# [Exercise directions]
From the entries below, count the lines with "head". Write only the count.

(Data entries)
....
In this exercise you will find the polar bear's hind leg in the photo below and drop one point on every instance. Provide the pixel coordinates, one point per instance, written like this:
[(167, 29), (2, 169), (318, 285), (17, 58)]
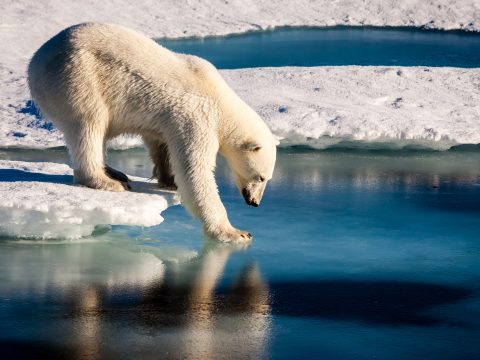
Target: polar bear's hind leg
[(87, 152), (162, 169)]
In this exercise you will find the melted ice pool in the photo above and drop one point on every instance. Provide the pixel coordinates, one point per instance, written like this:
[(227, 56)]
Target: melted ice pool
[(336, 46), (356, 255)]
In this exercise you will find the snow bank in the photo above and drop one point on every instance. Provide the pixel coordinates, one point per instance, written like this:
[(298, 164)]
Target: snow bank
[(39, 200), (392, 106), (26, 24), (388, 107)]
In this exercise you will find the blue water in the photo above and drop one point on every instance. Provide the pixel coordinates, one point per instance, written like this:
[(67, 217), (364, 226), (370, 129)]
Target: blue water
[(336, 46), (356, 255)]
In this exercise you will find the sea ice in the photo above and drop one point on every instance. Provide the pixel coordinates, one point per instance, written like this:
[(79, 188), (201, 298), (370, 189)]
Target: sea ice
[(39, 200), (326, 105)]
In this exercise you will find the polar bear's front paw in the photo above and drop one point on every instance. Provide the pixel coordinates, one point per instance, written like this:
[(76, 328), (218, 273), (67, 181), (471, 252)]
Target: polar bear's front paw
[(230, 234)]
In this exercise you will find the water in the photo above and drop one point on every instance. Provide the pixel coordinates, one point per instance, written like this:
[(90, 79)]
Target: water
[(356, 255), (336, 46)]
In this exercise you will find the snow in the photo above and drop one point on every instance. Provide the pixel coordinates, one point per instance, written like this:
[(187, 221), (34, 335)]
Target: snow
[(364, 107), (391, 106), (39, 200)]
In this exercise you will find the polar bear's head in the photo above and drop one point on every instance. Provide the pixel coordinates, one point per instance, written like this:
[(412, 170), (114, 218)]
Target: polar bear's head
....
# [Answer box]
2